Exercise prompt: Put the lines of the listing between the line holding "Each <instance> block" and the line holding "591L515 595L548 593L550", inclusive, into a Markdown table with the columns Row and Line, numbering each row and leaving out any blank lines.

Source records:

--

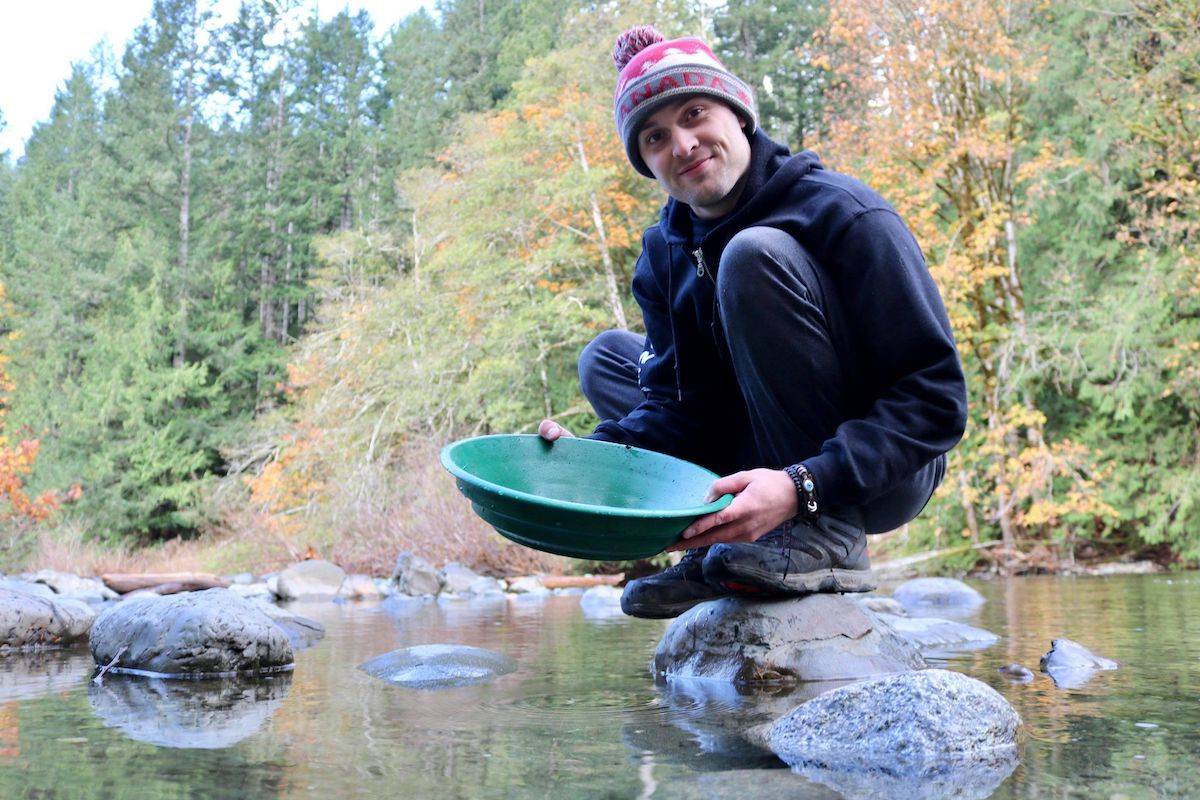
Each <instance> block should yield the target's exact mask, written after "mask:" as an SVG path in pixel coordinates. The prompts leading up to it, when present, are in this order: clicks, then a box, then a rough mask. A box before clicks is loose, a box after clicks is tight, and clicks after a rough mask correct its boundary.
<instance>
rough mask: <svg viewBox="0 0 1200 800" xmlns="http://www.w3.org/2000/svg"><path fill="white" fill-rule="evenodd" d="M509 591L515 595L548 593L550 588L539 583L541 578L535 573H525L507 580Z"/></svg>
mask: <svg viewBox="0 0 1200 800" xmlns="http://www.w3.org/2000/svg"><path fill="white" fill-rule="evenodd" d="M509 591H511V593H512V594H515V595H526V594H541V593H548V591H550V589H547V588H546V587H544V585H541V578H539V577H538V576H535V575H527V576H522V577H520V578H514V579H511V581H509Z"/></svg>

--

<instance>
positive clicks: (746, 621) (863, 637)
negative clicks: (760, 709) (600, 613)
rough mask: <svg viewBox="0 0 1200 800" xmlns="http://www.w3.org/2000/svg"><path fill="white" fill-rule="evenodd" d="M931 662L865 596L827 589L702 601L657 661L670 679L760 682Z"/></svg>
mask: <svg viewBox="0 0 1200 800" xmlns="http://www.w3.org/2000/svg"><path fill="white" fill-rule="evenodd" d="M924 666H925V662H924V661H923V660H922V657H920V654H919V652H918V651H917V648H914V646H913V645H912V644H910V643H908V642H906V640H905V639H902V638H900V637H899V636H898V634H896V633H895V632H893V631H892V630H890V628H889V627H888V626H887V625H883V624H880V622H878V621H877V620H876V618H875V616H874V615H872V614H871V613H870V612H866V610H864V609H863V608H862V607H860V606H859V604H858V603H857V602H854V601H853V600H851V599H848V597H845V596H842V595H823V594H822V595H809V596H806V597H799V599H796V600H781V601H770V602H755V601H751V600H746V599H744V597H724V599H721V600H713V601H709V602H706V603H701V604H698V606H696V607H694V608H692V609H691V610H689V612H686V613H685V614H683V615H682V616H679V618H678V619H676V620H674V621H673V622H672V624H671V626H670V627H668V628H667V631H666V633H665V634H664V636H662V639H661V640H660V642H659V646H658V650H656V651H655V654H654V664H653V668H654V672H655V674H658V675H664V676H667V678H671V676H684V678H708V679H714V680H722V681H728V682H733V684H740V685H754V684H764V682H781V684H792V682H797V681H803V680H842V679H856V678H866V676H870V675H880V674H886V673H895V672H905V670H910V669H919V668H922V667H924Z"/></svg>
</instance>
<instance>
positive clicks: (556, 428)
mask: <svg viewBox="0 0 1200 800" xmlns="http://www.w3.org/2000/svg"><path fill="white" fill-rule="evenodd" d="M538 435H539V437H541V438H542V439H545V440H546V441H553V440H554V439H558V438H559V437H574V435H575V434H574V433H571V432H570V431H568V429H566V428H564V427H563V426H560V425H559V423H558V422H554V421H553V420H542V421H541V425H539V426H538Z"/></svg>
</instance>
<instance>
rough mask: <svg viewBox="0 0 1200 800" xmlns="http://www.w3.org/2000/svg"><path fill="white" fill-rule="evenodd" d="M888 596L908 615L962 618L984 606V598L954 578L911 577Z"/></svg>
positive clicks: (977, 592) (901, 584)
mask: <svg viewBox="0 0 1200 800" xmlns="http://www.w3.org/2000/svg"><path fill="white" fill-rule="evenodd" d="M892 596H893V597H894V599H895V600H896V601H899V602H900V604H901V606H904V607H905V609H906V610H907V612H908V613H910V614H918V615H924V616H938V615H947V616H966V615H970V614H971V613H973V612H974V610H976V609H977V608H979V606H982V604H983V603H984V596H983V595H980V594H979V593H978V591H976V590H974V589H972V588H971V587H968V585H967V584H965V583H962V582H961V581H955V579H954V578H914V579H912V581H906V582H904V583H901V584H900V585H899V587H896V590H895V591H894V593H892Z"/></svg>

--

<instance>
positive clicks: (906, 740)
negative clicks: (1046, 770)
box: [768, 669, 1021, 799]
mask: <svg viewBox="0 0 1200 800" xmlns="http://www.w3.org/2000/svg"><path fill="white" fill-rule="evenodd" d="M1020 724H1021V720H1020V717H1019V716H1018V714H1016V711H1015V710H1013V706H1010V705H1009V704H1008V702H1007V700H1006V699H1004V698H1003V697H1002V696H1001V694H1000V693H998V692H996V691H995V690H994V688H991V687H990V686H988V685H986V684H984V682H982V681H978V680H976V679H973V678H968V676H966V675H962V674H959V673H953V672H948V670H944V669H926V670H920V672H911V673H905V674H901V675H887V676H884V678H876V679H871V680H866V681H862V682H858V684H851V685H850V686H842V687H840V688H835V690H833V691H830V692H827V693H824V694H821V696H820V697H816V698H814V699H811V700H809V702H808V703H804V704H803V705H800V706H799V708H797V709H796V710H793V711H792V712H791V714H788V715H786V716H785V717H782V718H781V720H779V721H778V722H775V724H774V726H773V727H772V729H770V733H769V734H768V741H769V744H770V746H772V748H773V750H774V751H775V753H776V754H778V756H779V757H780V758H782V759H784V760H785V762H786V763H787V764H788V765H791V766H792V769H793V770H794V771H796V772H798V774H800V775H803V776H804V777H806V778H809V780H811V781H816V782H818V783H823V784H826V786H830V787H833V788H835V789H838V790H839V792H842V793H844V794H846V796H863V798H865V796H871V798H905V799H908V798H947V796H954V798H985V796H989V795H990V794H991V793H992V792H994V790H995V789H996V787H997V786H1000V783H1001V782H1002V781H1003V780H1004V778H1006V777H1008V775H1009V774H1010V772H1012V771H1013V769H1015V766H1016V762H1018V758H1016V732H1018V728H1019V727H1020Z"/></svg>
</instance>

--

Expected answer:
| Row | Line |
|---|---|
| 1 | Each <instance> block should yield the target's exact mask, written after "mask:" as an SVG path in pixel coordinates. The prompts leading up to it, when present, are in this order: clicks, then a box, then a rough mask. A box before clicks is loose, a box after clicks is tight, and clicks after a rough mask correct its boundary. |
| 2 | <instance> |
| 3 | rough mask: <svg viewBox="0 0 1200 800" xmlns="http://www.w3.org/2000/svg"><path fill="white" fill-rule="evenodd" d="M509 591L515 595L548 593L550 588L539 583L541 578L535 573H525L507 580Z"/></svg> |